___ Material provided ___
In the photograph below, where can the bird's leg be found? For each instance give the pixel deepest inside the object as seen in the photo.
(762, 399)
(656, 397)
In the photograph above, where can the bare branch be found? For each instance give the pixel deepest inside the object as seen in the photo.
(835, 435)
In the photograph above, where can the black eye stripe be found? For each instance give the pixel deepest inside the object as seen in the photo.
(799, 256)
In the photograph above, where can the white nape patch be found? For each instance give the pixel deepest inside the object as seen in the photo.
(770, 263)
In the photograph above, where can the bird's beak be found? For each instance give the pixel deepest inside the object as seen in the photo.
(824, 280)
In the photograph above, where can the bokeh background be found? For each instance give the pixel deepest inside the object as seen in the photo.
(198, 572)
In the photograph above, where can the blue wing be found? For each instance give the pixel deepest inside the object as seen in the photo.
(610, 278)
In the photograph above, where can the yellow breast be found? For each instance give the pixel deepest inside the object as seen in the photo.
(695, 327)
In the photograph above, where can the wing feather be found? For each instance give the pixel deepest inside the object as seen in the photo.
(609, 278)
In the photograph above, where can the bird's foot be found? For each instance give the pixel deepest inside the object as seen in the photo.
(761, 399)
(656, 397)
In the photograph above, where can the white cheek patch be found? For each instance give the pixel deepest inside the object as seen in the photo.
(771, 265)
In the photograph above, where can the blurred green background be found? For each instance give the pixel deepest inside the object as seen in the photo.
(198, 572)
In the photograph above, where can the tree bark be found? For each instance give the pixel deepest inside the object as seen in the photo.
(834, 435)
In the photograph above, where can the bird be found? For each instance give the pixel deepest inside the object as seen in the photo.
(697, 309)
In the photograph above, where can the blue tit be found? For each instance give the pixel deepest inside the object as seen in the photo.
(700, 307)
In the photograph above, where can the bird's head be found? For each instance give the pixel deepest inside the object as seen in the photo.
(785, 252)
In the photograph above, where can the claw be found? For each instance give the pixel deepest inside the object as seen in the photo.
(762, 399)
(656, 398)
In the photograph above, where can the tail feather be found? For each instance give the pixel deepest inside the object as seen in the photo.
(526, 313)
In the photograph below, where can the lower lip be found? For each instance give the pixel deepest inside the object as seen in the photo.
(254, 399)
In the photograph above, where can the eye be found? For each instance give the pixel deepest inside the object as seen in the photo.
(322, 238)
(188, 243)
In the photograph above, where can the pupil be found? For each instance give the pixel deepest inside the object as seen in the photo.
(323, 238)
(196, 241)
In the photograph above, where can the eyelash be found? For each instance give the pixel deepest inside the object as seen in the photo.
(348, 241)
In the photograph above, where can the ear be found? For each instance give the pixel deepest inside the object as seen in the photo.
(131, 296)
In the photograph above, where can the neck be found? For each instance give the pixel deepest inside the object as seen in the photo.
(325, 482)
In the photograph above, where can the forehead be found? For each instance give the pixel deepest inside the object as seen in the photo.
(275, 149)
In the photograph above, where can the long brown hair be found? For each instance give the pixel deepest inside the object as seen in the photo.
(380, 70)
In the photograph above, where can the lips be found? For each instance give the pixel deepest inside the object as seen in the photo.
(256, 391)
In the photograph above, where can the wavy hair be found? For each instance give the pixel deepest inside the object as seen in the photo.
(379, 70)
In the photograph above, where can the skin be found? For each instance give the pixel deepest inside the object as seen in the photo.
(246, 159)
___
Your objective →
Please transcribe the entries above exactly as written.

Result of the exercise →
In the photograph below, where can the bird's leg be found? For each instance give the pixel deepest inside the object as seen in the photo.
(762, 399)
(656, 397)
In the photograph above, where can the bare branch be found? For each instance give the pixel deepest inside the object as seen in the photo.
(835, 435)
In the photograph above, where can the black eye stripe be found? For each instance give the pixel deepest inside the object as seen in the photo.
(799, 256)
In the photograph above, where can the white nape patch be found? For each instance give the pixel deepest inside the object as seen in the photo.
(770, 263)
In the photograph above, where can the bird's beak be found? For each instance give the pixel deepest inside the object as seen in the photo.
(824, 280)
In the photograph above, where can the bokeh background be found? For each instance give the pixel deepest inside the object as seen in the photo.
(198, 572)
In the photograph above, where can the blue wing be found? For each instance give the pixel deepest inside the object as seen in the photo.
(610, 278)
In the photograph above, where can the yellow breast be found? For each instance give the pixel deepest inside the object as seen in the photo.
(695, 327)
In the photograph above, where can the wing feather be found? For each instance give the pixel deepest inside the object as seen in the photo.
(609, 278)
In the photograph above, where can the bird's foot be found? For each instance give the pixel deepest inside the object as seen in the photo.
(761, 399)
(656, 397)
In the photograph above, where can the white cheek patch be found? For each instance give the pixel deepest inside the object as seen in the photo.
(771, 265)
In the photograph above, where can the blurred green background be found? For each instance give the pixel deepest inside the object as seen in the photo.
(198, 572)
In the photograph above, where can the tree bark be found? For each instance give the pixel deepest inside the object as seen in the photo.
(834, 435)
In the photograph above, where can the bird be found? For each instance give the pixel deepest inside the object as seen in the photo.
(697, 309)
In the photograph above, where can the blue tit be found? For each instance give the pixel deepest inside the object as seen in the photo.
(700, 307)
In the photograph above, where can the bird's head be found? For each instance give the pixel deepest inside the object as seen in the photo.
(785, 252)
In the photograph above, where can the claw be found? For each instance give the pixel deepest inside the object as seen in the photo.
(762, 399)
(656, 398)
In the photograph above, where can the tail feather be found? For each instance give the pixel deepest inside the object as seen in the photo.
(526, 313)
In the photograph below, where can the lower lip be found? For each instance give the pixel deepest inside the object as seen in the photo.
(254, 399)
In the photograph above, where can the eye be found? For each instance give the pixel deepest inside the object as seen in the photo.
(322, 238)
(188, 243)
In the photograph above, where can the pupil be found? For each instance give the pixel deepest inside the object as seen in the photo.
(323, 238)
(196, 241)
In the photograph above, where can the eyelash be found? For each instance give the pixel deepest inside the object as seen in the photo.
(348, 241)
In the photograph above, where can the ear be found? For each instance give the pixel deepest inside the object as seen in the photo.
(131, 296)
In the photograph above, where can the neck be found? For each instance give the pixel deepest inside the object as seen in the photo.
(325, 482)
In the photograph above, where can the forehead be found? For each instance give the pixel deepest inside the object as seen in the photo.
(275, 149)
In the photograph above, where can the long brown hair be found? For each instance give the pixel deepest inside the object as seen in the photo.
(380, 70)
In the photograph above, where can the lips be found? For each instance give the pixel deepest inside the object as seen in the photo.
(256, 391)
In the photograph above, where can the wavy hair be found? For each instance give the pixel deepest inside the object as seen in the photo.
(379, 70)
In the photograph above, where can the skin be found? For each instance give the pixel deepest inside the object as seen in the photo.
(246, 159)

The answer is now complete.